| EXERCISE REQUIREMENTS |
Copy out every item below, swapping "quarter window" for "side window" and leaving everything else unchanged. Leave the pictures out of your answer.

** START **

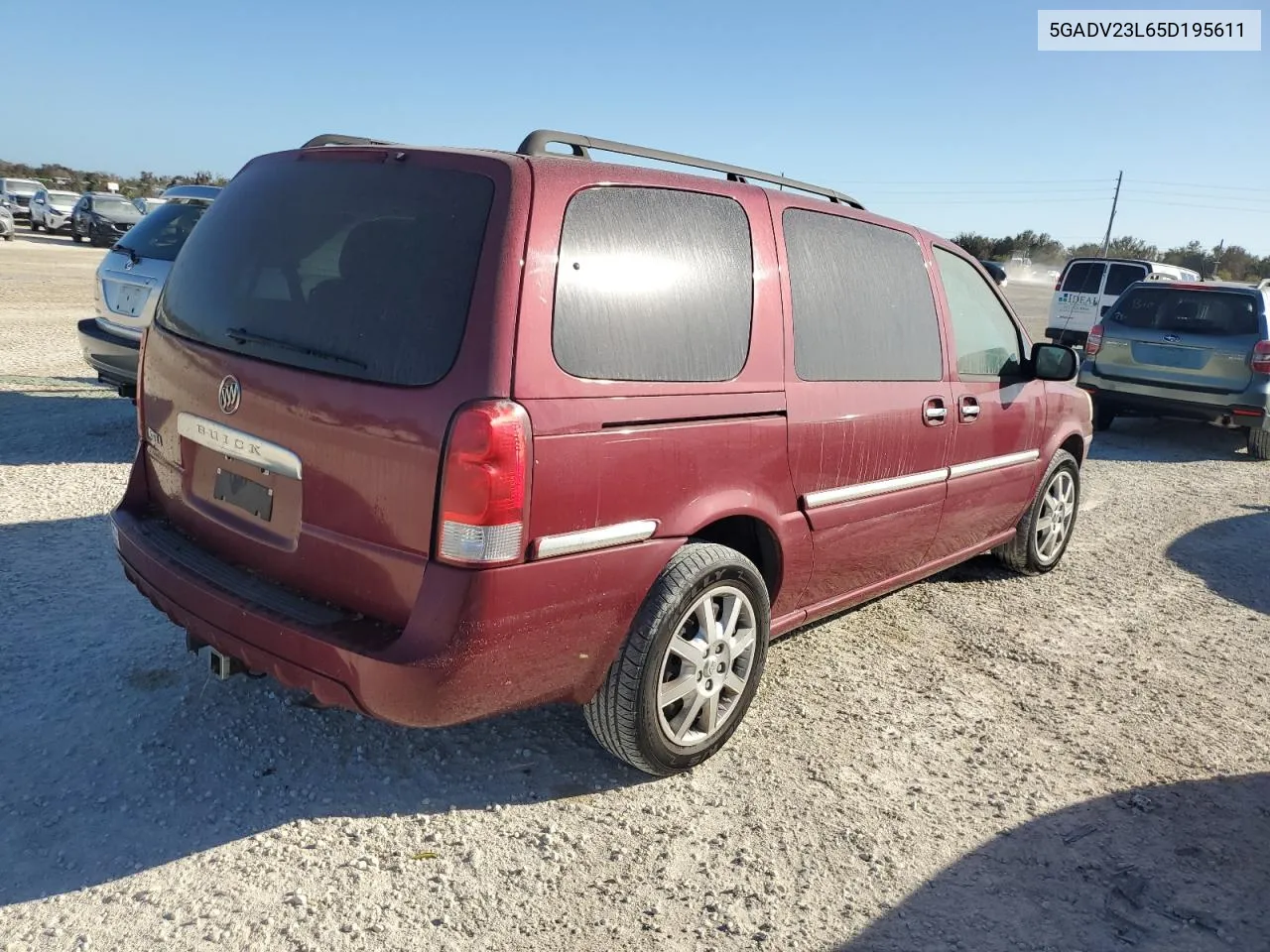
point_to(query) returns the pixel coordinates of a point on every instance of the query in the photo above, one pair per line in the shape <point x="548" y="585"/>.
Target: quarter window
<point x="1121" y="276"/>
<point x="983" y="334"/>
<point x="1083" y="278"/>
<point x="861" y="301"/>
<point x="653" y="285"/>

** END **

| RESULT |
point_to(query) returns the pixel coordinates of a point on every instance of the query in the photo above, one pair per line in the shape <point x="548" y="585"/>.
Target: side window
<point x="1121" y="276"/>
<point x="983" y="334"/>
<point x="1083" y="278"/>
<point x="861" y="301"/>
<point x="653" y="285"/>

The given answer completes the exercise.